+++ Given data

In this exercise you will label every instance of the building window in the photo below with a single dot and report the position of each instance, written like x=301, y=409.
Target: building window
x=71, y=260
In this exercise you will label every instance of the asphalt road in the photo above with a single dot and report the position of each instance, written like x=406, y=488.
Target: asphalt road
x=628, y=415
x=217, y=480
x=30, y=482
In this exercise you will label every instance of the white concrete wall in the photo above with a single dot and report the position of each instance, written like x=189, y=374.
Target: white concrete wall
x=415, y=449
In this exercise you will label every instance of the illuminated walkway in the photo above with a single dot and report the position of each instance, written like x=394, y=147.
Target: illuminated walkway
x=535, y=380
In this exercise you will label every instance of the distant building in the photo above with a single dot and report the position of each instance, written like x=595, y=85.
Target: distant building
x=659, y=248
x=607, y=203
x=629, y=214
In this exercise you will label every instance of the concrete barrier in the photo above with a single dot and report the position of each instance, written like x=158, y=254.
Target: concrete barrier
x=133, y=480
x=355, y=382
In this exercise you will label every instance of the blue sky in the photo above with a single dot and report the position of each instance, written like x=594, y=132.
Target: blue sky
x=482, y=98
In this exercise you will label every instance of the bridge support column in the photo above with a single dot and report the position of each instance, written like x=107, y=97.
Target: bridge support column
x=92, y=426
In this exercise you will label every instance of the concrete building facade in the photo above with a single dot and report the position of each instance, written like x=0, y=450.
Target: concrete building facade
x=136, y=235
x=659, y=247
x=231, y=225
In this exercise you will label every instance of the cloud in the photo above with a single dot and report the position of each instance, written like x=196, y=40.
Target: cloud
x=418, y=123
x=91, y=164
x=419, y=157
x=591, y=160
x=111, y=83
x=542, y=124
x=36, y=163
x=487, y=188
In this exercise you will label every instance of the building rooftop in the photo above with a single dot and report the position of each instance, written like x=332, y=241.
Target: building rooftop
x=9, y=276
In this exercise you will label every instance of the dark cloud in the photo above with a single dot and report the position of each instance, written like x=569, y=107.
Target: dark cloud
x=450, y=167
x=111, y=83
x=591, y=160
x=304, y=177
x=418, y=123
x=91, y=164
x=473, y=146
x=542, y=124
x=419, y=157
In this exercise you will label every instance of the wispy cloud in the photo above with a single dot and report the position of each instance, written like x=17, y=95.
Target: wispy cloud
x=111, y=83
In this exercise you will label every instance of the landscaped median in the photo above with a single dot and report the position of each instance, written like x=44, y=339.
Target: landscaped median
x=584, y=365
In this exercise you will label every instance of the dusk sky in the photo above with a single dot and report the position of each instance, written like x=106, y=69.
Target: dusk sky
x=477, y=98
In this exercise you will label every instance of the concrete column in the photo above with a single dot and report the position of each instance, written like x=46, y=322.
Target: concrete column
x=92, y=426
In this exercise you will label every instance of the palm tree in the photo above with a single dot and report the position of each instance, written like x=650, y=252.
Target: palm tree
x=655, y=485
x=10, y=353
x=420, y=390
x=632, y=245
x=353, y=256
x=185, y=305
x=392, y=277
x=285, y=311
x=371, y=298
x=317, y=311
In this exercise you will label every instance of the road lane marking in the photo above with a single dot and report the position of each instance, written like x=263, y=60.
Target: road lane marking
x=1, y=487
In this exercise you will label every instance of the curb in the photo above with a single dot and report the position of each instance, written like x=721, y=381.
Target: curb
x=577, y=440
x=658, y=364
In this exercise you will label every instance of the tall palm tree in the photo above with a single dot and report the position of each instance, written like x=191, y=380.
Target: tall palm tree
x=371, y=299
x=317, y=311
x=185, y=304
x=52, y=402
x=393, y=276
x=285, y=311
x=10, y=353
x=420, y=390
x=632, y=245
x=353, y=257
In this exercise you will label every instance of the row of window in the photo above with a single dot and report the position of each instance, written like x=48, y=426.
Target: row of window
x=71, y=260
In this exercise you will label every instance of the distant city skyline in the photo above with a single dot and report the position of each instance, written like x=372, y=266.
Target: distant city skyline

++++++

**Exercise instructions:**
Which of the lines above contain "city"? Return them all.

**Output of the task:**
In this exercise you will label every instance of the distant city skyline in the photo above with a single dot and report the position of each instance, written like x=372, y=266.
Target: distant city skyline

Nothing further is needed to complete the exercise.